__SHORT EXERCISE__:
Rewrite the entries below as a two-column CSV with the headers input and output, one row per entry. Put each entry's text in the input field and its full answer in the output field, and wrap every field in quotes with any line breaks changed to spaces.

__DATASET ENTRIES__:
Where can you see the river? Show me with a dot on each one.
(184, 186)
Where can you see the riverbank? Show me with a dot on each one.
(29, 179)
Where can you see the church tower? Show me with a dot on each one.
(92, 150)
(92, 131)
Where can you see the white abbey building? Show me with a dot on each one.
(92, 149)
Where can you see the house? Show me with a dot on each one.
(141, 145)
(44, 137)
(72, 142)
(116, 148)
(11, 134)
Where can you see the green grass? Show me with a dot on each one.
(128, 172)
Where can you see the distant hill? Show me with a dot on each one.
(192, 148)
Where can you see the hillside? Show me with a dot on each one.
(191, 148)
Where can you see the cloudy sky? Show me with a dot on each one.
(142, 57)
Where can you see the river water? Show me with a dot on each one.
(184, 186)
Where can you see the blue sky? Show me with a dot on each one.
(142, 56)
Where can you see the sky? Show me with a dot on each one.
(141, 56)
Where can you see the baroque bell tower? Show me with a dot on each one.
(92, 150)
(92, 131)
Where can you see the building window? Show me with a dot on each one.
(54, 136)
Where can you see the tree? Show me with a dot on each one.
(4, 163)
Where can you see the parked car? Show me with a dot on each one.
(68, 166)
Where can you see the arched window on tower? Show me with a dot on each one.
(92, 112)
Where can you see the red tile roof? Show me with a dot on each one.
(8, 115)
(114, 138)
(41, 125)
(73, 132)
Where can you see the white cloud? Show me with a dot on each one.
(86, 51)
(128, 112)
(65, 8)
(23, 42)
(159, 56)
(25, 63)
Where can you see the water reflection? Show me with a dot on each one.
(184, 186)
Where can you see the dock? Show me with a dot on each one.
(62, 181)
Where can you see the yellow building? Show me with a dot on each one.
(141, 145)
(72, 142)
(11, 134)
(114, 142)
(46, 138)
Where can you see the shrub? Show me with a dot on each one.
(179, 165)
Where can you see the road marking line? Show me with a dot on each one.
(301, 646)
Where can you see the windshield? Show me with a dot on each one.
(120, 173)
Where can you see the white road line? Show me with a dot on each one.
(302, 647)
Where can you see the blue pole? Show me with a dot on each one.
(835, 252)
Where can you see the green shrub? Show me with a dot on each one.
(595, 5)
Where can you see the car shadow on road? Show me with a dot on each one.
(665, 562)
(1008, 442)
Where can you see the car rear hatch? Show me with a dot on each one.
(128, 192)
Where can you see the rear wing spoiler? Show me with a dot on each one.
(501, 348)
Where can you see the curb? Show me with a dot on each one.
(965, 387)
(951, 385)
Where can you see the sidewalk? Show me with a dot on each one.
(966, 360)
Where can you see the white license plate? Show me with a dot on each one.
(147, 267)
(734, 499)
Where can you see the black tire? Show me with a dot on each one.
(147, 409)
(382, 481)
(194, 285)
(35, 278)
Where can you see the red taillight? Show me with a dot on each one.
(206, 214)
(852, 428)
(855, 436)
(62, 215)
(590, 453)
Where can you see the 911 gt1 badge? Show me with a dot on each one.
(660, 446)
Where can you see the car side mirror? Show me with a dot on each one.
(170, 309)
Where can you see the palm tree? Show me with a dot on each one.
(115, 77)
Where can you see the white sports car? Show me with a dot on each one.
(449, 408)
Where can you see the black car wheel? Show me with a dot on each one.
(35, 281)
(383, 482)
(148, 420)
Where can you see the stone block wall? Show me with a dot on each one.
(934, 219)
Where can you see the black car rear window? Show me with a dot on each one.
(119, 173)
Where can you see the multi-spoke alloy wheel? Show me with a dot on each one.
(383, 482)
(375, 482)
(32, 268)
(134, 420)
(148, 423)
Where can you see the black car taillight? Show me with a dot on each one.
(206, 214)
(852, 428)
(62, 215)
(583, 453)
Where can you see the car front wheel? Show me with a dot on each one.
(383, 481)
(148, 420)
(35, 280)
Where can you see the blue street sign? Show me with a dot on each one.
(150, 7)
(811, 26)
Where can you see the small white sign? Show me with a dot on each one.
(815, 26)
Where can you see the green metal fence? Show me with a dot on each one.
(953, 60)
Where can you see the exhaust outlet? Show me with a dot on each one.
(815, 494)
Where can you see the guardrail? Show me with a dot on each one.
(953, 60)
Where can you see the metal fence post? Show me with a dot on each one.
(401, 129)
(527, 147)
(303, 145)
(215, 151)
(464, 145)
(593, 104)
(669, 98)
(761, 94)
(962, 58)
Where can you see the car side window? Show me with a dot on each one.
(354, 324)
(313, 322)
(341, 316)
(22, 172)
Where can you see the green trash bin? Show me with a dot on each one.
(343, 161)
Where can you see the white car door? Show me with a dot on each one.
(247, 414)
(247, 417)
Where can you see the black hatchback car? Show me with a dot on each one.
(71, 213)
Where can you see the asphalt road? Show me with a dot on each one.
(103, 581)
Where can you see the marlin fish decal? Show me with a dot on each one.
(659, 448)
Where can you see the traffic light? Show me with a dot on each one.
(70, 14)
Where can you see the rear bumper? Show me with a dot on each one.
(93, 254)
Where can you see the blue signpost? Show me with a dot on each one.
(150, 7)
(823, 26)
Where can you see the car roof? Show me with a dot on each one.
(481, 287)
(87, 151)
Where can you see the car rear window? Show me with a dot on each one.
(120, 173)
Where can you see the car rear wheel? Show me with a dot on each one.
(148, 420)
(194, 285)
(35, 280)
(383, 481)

__THE SOLUTION__:
input,output
"Where can you see the river? Show me with a dot on each one.","(184, 186)"
"Where can you see the riverbank? Show me with a dot on each one.","(29, 179)"
"Where can you see the church tower? Show me with a dot on each one.","(92, 150) (92, 131)"
"Where can you see the white abbey building? Show me with a dot on each one.","(92, 149)"
"Where can you see the house? Show me with a dot on each one.","(141, 145) (44, 137) (72, 142) (116, 148) (11, 134)"
"Where can you see the green grass? Show me with a dot on each one.","(128, 172)"
"Where can you see the distant hill? Show me with a dot on each one.","(192, 148)"
"Where can you see the hillside? Show me with a dot on each one.","(191, 148)"
"Where can you see the cloudy sky? Show me with a dot on each one.","(142, 57)"
"Where can you see the river water? Show me with a dot on each one.","(184, 186)"
"Where can you see the blue sky? Show me with a dot on each one.","(142, 56)"
"Where can you see the sky? Show me with a dot on each one.","(141, 56)"
"Where can you see the baroque bell tower? Show me with a dot on each one.","(92, 150) (92, 131)"
"Where can you see the building window? Show me with a dot on each one.","(54, 136)"
"Where can you see the tree? Show me with a dot on each one.","(4, 163)"
"Where can you see the parked car? Show me with a dot on each one.","(68, 166)"
"Where can you see the arched window on tower? Show me with a dot on each one.","(92, 112)"
"Where can you see the red tile roof? Show me with a dot on each one.","(8, 115) (114, 138) (41, 125) (73, 132)"
"Where can you see the white cloud? Show me with a dot on each one.","(86, 51) (128, 112) (65, 8) (23, 42) (159, 56) (25, 63)"
"Where can you see the water reflection? Show me with a dot on each one.","(184, 186)"
"Where can you see the dock? Show me with a dot on each one.","(62, 181)"
"Where can you see the yellow building? Show me with a dot on each one.","(141, 145) (72, 142) (11, 134) (114, 142) (46, 138)"
"Where can you see the shrub? Show me with a dot on each one.","(179, 165)"
"Where can you see the road marking line? Show me with a dot on each one.","(301, 646)"
"Where can you see the windshield? Show me with a dot on each one.","(120, 173)"
"Where can you see the white road line? Show me with a dot on each one.","(302, 647)"
"Where can you see the blue pole? Show me with a dot on each one.","(835, 252)"
"Where can you see the green shrub? Show me with a dot on each one.","(595, 5)"
"Where can you see the car shadow on road? Show me with a dot on each one.","(665, 562) (1008, 442)"
"Where can you see the car rear hatch? Show me with a dot on each one.","(128, 192)"
"Where can you see the rear wing spoiler? Show me with a dot on each one.","(501, 348)"
"Where can you see the curb? Show me with a dot on each one.","(965, 387) (951, 385)"
"Where can you see the sidewalk? Show me with a dot on each one.","(966, 360)"
"Where can you see the white license plate? Show me with a dot on each one.","(147, 267) (734, 499)"
"Where can you see the black tire? Show me with a dot on each one.","(147, 409) (382, 481) (194, 285) (35, 278)"
"Where can you see the red taillight? Show me with a dot on each one.","(206, 214) (852, 428) (855, 436) (62, 215) (590, 453)"
"Where can you see the 911 gt1 badge? Show me with a dot on each one.","(660, 446)"
"Where can you see the car side mirror? Show me with a dot on each one.","(170, 309)"
"Where can you see the palm tree? Show me with a dot on each one.","(115, 77)"
"Where can you see the white sports car? Show me with a dot on each one.","(449, 408)"
"Where can you see the black car wheel? Show me with a dot on each one.","(35, 281) (383, 482) (148, 420)"
"Where can you see the stone block wall? Show me with a dot on each one.","(934, 219)"
"Where can you see the black car rear window? Show me with a dot on each one.","(119, 173)"
"Where can you see the multi-spoke alloy wheel? Show me with a dot on each one.","(383, 482) (375, 482) (32, 268) (134, 420) (148, 423)"
"Where can you see the black car taillight? Show me with a dot on each one.","(206, 214) (852, 428) (62, 215) (583, 453)"
"Where can you see the car front wheel? Show me with a dot on each one.","(383, 481) (148, 420) (35, 280)"
"Where can you see the blue street sign? Show me with a dot on each one.","(150, 7) (811, 26)"
"Where can you see the small white sign? Show me with a dot on each one.","(815, 26)"
"Where can you see the green metal fence? Show me with a dot on each one.","(953, 60)"
"Where can you see the exhaust outlet? Show me with a dot on each one.","(815, 494)"
"Where can you see the guardrail? Show me with a dot on each one.","(953, 60)"
"Where can you see the metal fence post? Show me with a dot on each one.","(401, 129) (527, 147) (303, 145) (215, 151) (464, 145) (593, 104) (669, 98) (761, 94) (962, 58)"
"Where can you see the car side window? Show me with a dot on each one.","(354, 324) (313, 322) (341, 316) (22, 172)"
"Where can you see the green trash bin? Show me with a dot on each one.","(343, 161)"
"Where can you see the white car door? Show me with a dot on each one.","(247, 414) (247, 417)"
"Where can you see the black hatchback car? Show me with a dot on each one.","(71, 213)"
"Where can you see the asphalt road? Show me with a dot on each one.","(103, 581)"
"Where can you see the marlin fish decal? Show me with a dot on each one.","(659, 448)"
"Where can you see the traffic light? Show me with a dot on each one.","(70, 14)"
"Where can you see the rear bumper? Show me with a dot on each one.","(93, 254)"
"Where can you see the blue signpost? Show me with a dot on each one.","(150, 7) (823, 26)"
"Where can you see the car roof? Show me with a dot on each one.","(481, 287) (87, 151)"
"Where can you see the car rear window? Show me with a dot on each one.","(120, 173)"
"Where can you see the car rear wheel? Show me with a dot on each one.","(148, 420) (194, 285) (35, 280) (383, 481)"